- **TEXT BLOCK**:
:::::
EX-10 2 ex101.htm EXHIBIT 10.1 LETTER OF INTENT

Exhibit 10.1


LETTER OF INTENT


9/10/07


This Letter of Intent is intended to serve as an outline of the basic terms upon which Docucon, Inc., (“DCCN”) a Delaware corporation publicly trading on the Pink Sheets market will purchase, through a wholly owned subsidiary, 100% of the issued and outstanding shares of My EDGAR, Inc., (“MEI”) through a merger transaction (the "Merger"). The terms and conditions set forth herein are based on preliminary and limited information provided by the parties and is subject to change pending the completion of the due diligence process, the approval of the Board of Directors and shareholders of both companies and the execution of definitive agreements.


Structure of Acquisition


Reverse Merger: Tax-free reorganization under Internal Revenue Code ss.368 (a)(1)(A) by means of the merger of My EDGAR into a company wholly owned by DCCN ("Merger Sub"). The transaction between My EDGAR and DCCN shall sometimes be referred to hereafter as the "Merger."


Surviving Entity: My EDGAR would be the surviving company of the merger with and into the Merger Sub and would be maintained as a separate wholly-owned subsidiary of DCCN. DCCN would have no other business other than the business of My EDGAR. DCCN's name would be changed to "Federal Issuer Services Corporation" if available.


Consideration: DCCN will exchange 100% of the common shares of My EDGAR for 97% of the total issued and outstanding of DCCN upon closing. The total amount of issued an outstanding shares of both DCCN and MEI are subject to adjustments, splits, reverse prior to the closing of definitive merger agreement. Further consideration of 1% of the total issued and outstanding of the companies’ common stock will be awarded to Schwartz Heslin in consideration for the costs incurred directly by Schwartz Heslin by DCCN.  


Documentation and Process


Closing in Escrow: Within 15 days of this Letter of Intent, the Company,  the Merger Sub and My EDGAR shall negotiate and execute a definitive merger agreement and related documents and certificates (the "Merger Documents"), which shall provide, as a condition of closing of the Merger.


If deemed necessary by the parties hereto, the parties shall prepare, as soon as reasonably possible, a Confidential Private Placement ("CPP") disclosure document (presenting the Company as if the Merger had already taken place and disclosing the merger and escrow agreements) to allow the Company and its placement agents to commence and timely close the Financing. However, the CPP delivery date may be extended upon the mutual agreement in writing of the parties hereto.
:::::
Saved entries:
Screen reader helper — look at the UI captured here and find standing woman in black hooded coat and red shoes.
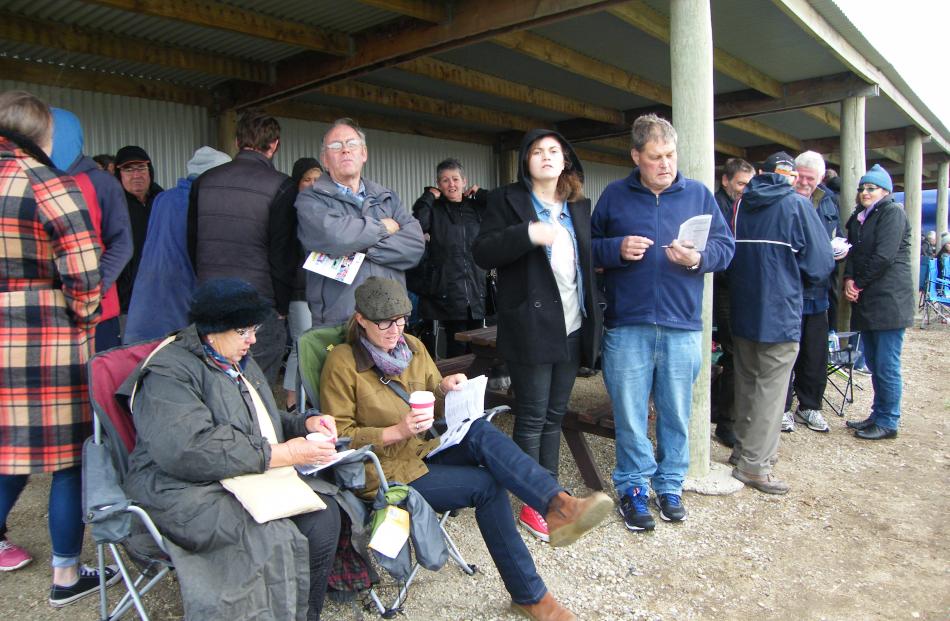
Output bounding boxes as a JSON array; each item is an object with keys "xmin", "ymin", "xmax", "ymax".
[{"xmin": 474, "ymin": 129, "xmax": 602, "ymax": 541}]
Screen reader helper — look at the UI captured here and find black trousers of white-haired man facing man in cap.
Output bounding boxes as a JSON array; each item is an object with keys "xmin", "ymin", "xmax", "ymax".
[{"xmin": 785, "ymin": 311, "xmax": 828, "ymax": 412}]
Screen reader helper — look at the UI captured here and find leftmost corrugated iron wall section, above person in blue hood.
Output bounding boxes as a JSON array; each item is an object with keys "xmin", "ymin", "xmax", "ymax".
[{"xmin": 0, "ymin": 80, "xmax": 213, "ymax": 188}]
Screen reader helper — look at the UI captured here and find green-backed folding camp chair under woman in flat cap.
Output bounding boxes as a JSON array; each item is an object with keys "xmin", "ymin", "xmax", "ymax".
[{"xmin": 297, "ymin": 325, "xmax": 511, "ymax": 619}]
:::::
- **WHAT THE TASK ASKS**: How would you render this sentence from the letter of intent in Spanish: "DCCN would have no other business other than the business of My EDGAR."?

- **TASK ANSWER**: DCCN no tendría ningún otro negocio aparte del negocio de My EDGAR.